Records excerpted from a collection
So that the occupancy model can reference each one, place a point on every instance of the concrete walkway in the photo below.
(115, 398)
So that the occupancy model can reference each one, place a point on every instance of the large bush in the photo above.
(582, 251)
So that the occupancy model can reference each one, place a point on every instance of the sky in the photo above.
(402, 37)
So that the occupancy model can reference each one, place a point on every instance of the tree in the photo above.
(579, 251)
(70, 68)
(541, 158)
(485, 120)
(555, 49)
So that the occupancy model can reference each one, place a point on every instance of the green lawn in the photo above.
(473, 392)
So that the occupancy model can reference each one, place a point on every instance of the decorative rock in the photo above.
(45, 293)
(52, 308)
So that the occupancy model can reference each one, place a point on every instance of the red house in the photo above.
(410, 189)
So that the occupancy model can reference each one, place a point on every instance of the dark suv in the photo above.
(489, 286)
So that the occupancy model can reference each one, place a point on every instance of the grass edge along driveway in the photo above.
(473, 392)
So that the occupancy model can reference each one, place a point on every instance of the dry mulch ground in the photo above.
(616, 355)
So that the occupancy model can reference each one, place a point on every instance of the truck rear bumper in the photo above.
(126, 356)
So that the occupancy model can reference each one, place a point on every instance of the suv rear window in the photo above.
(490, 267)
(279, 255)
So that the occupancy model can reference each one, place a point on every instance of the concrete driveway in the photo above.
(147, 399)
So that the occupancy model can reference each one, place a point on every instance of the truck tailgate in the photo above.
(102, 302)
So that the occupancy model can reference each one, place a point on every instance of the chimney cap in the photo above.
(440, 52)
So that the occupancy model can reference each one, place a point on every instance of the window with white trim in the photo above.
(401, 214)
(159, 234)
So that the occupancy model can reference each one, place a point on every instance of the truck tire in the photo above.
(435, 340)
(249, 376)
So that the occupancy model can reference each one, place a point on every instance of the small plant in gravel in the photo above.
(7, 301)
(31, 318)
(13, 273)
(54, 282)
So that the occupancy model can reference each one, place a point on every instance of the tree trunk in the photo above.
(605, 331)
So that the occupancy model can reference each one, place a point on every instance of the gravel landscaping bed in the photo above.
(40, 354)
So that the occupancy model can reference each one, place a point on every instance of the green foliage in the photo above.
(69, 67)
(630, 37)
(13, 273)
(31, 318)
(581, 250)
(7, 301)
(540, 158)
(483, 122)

EXERCISE DIRECTIONS
Set down each entry again, unchanged.

TASK SOLUTION
So that the occupancy model can reference each one, place a point on every instance of the concrete walkway in the photo below.
(115, 398)
So that the occupancy model can reference each one, place a point on every instance of the large bush in the photo above.
(582, 251)
So that the occupancy model can reference each one, place a point on every instance of the sky in the photo above.
(402, 37)
So that the occupancy model can reference each one, place a point on every instance of the tree in the photo above.
(579, 251)
(70, 68)
(541, 158)
(485, 120)
(555, 49)
So that the occupancy model can reference each one, place a point on every instance of the green lawn in the photo above.
(473, 392)
So that the occupancy model can reference each one, place a point on every instance of the decorative rock in the photo above.
(45, 293)
(52, 308)
So that the occupancy model can reference each one, place a point on every instance of the red house in the photo above.
(410, 189)
So that the occupancy model can reference each one, place a point on every instance of the dark suv in the photo above.
(489, 286)
So that the occupancy model can reference each one, place a point on every instance of the grass edge along driveway in the photo above.
(473, 392)
So that the occupancy model can reference each one, place a point on every instance of the dry mulch ground in the photo above.
(616, 355)
So that the occupancy model can reference each one, place a point on every instance of the truck rear bumper in the photo above.
(126, 356)
So that the occupancy model can reference each one, place a point on every instance of the suv rear window in the photo above.
(490, 267)
(279, 255)
So that the occupancy model can reference each one, place a point on every instance of the concrete driveway in the photo above.
(147, 399)
So that the occupancy model can reference each one, place a point on every instance of the truck tailgate in the photo above.
(102, 302)
So that the occupancy model can reference each one, place a point on every instance of the chimney cap in the photo above.
(440, 52)
So that the occupancy model can reference each one, place a point on every instance of the window with white trim in the photo above.
(401, 214)
(159, 234)
So that the occupancy model can reference each one, place a point on every instance of the truck tire in the photo above.
(435, 340)
(249, 376)
So that the occupancy model can reference each one, place a point on every instance of the small plant in gravel in the photo above.
(7, 301)
(31, 318)
(13, 273)
(54, 282)
So that the occupancy model can reference each one, place a point on every instance of the tree trunk in the photo above.
(605, 331)
So that the occupancy model can reference each one, place a point on every instance of the gravel landscaping bed in the photo above.
(40, 354)
So that the occupancy model can reference each one, place a point on every instance of the green foliage in the photo above.
(69, 67)
(630, 37)
(13, 273)
(31, 318)
(581, 250)
(7, 301)
(540, 158)
(483, 122)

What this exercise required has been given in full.